▸ Dataset content

────────────────────────────────────────

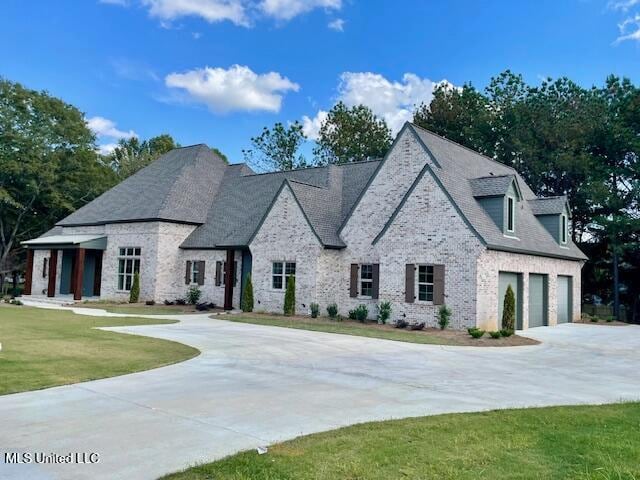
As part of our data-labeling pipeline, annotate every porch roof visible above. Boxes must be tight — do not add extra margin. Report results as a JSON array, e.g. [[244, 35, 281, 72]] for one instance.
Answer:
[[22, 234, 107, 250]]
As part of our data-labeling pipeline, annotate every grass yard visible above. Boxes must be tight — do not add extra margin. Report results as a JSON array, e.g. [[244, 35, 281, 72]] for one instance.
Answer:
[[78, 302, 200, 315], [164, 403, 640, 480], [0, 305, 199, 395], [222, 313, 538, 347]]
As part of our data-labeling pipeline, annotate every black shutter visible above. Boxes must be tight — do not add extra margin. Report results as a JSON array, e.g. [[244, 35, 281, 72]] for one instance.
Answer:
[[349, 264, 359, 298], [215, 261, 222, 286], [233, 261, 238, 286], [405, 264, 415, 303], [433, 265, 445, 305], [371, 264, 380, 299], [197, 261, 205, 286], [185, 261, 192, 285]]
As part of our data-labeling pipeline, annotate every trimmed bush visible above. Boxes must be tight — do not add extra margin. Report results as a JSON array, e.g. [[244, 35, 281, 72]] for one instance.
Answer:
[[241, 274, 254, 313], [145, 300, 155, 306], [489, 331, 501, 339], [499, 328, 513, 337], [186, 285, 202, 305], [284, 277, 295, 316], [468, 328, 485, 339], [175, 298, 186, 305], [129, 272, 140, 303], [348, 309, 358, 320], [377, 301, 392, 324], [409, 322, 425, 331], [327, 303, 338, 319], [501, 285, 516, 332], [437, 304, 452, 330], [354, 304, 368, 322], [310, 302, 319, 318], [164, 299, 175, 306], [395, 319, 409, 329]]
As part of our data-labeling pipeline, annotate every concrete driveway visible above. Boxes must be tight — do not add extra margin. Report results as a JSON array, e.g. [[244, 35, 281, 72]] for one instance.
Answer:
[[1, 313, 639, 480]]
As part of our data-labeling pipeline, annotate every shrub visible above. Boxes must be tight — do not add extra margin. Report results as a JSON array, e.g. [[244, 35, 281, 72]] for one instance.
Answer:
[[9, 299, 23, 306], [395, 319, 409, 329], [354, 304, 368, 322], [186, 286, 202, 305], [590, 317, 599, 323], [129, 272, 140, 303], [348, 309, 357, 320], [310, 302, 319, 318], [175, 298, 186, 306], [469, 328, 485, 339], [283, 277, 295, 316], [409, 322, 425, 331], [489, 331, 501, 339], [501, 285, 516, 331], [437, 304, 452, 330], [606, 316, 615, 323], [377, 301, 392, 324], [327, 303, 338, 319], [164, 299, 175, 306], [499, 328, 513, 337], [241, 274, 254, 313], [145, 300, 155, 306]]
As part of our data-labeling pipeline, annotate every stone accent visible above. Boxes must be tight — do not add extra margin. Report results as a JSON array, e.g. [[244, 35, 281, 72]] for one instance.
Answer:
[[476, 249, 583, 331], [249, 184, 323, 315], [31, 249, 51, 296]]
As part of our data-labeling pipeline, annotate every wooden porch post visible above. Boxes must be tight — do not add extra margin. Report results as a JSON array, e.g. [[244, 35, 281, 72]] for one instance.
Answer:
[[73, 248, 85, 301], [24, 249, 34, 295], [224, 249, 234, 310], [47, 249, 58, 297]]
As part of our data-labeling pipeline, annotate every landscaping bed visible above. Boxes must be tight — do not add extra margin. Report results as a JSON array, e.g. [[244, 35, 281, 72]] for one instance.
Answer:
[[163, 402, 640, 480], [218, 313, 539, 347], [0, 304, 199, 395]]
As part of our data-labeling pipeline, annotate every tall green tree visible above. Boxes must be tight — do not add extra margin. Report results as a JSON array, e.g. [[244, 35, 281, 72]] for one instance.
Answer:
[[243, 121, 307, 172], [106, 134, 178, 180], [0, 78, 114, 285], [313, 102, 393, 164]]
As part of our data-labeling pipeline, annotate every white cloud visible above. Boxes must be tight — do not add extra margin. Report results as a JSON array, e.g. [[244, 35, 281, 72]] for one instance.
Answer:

────────────────────────────────────────

▸ What needs to be done
From the records above, retype only the lines starting at the line that contains "As part of our data-labeling pipeline, annotate every trimmed" and ending at the line that contains "As part of our data-labeling pipeline, annotate every shrub", both included.

▸ Written answer
As part of our data-labeling pipeline, annotate every trimmed bush visible above. Boxes must be tight — do not add extra margin. Report results as a JSON array, e.g. [[244, 35, 281, 72]] for one instance.
Answer:
[[241, 274, 254, 313], [145, 300, 155, 306], [489, 331, 501, 339], [499, 328, 513, 337], [186, 285, 202, 305], [284, 277, 295, 316], [468, 328, 485, 339], [175, 298, 186, 305], [129, 272, 140, 303], [348, 309, 358, 320], [377, 301, 392, 324], [409, 322, 425, 331], [327, 303, 338, 319], [501, 285, 516, 332], [437, 304, 452, 330], [354, 304, 368, 322], [310, 302, 319, 318], [164, 299, 175, 306], [395, 319, 409, 329]]
As part of our data-labeling pipeline, annotate every concrete driveway visible above. Boxes must be tight — do not add extra margin. Report results as a JSON array, e.g. [[244, 35, 281, 72]] for one instance.
Answer:
[[1, 313, 639, 480]]
As part of our data-labeling pipeline, annotate every shrub visible above. Boxes must be tight — do not add extra margin. Report results as a JSON array, e.g. [[244, 35, 281, 72]] for one instance.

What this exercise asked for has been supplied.